MATERIAL TO PROCESS:

--------------------------------------------------

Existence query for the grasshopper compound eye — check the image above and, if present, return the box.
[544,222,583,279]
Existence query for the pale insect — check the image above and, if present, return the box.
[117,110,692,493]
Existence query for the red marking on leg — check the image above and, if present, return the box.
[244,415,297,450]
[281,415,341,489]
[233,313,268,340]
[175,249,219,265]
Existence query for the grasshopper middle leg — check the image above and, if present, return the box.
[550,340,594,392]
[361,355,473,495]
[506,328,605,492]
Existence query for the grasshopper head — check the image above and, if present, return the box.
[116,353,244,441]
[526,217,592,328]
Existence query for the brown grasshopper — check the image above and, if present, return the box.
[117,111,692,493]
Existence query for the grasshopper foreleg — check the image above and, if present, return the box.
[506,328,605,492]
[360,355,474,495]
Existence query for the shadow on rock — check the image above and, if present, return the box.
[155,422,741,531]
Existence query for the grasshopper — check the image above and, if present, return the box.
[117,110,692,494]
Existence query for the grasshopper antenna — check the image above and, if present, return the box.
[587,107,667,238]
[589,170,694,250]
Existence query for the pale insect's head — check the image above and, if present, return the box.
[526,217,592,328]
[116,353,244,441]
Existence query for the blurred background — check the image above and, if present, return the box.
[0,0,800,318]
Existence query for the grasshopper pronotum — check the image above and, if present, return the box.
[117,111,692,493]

--------------------------------------------------

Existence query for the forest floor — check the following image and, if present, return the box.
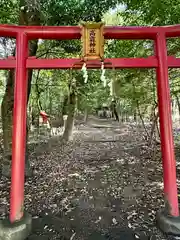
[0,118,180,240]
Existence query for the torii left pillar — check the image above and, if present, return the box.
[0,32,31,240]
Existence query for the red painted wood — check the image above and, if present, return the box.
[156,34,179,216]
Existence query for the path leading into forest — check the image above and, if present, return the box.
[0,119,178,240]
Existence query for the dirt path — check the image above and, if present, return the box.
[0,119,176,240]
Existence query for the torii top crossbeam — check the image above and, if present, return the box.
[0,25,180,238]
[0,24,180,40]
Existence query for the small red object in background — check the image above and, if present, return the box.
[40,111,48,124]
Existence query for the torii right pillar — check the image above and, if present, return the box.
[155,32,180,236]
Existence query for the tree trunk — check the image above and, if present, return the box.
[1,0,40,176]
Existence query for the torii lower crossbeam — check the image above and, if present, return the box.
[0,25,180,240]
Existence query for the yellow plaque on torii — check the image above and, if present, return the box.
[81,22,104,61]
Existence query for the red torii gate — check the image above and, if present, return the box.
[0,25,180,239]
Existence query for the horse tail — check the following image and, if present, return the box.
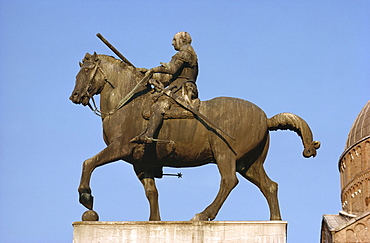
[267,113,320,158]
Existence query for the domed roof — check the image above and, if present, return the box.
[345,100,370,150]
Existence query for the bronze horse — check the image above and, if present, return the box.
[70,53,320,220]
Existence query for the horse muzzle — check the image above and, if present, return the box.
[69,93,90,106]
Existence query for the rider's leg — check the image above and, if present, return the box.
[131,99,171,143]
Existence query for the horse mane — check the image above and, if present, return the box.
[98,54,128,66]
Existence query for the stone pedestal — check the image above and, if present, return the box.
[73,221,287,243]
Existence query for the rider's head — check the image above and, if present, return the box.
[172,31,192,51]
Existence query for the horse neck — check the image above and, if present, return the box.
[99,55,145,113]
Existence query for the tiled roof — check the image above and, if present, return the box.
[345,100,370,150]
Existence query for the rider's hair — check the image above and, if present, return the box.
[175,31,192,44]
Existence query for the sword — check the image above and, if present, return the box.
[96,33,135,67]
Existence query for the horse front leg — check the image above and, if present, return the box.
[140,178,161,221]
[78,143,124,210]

--------------------------------------------------

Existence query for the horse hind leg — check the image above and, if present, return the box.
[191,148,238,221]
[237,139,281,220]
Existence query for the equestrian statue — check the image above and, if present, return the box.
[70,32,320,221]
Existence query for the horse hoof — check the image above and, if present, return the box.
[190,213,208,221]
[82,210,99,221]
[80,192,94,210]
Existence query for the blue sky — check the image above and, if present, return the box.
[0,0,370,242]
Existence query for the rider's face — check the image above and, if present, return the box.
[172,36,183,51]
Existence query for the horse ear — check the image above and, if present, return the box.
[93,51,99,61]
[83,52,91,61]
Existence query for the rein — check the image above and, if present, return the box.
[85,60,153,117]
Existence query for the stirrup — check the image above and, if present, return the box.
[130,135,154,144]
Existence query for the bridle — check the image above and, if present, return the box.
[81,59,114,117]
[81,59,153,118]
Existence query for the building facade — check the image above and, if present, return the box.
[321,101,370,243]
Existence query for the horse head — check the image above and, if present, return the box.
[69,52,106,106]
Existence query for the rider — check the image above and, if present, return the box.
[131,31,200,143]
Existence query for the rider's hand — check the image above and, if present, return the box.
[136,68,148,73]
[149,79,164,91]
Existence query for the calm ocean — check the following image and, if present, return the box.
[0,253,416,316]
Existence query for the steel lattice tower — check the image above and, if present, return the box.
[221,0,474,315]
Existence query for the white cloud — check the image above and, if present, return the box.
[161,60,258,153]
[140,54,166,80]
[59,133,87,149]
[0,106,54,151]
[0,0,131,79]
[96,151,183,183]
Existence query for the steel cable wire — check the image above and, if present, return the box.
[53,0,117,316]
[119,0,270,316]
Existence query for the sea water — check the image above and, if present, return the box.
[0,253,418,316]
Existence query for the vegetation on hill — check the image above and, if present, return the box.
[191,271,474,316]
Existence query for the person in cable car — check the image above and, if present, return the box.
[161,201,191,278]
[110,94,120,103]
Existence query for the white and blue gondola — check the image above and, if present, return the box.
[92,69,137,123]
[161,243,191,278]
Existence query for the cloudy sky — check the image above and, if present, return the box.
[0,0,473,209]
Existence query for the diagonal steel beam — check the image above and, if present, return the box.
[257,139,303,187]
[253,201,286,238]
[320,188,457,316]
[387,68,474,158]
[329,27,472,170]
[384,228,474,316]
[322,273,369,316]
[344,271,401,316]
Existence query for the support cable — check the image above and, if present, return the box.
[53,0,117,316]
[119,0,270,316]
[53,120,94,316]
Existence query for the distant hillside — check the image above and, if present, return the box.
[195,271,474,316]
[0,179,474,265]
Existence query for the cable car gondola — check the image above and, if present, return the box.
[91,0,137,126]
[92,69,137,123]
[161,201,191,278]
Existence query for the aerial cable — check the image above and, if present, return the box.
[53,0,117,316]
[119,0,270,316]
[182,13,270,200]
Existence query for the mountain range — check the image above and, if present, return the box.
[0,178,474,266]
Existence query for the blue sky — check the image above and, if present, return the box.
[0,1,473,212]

--------------------------------------------------

PROBLEM TO WORK ON:
Replace "Existence query" with "Presence check" in the rows starting at the one containing "Existence query for the grasshopper compound" and ending at the one containing "[175,249,219,265]". Return only those rows, with nothing else changed.

SOLUTION TO THIS TASK:
Presence check for the grasshopper compound eye — check the image above and, if present, return the box.
[544,222,583,279]
Presence check for the pale insect — check the image above and, if present, return the box.
[117,110,692,493]
Presence check for the red marking on leg — check the image above and, if present, return the box.
[244,415,297,450]
[281,415,341,489]
[233,313,268,340]
[175,249,219,265]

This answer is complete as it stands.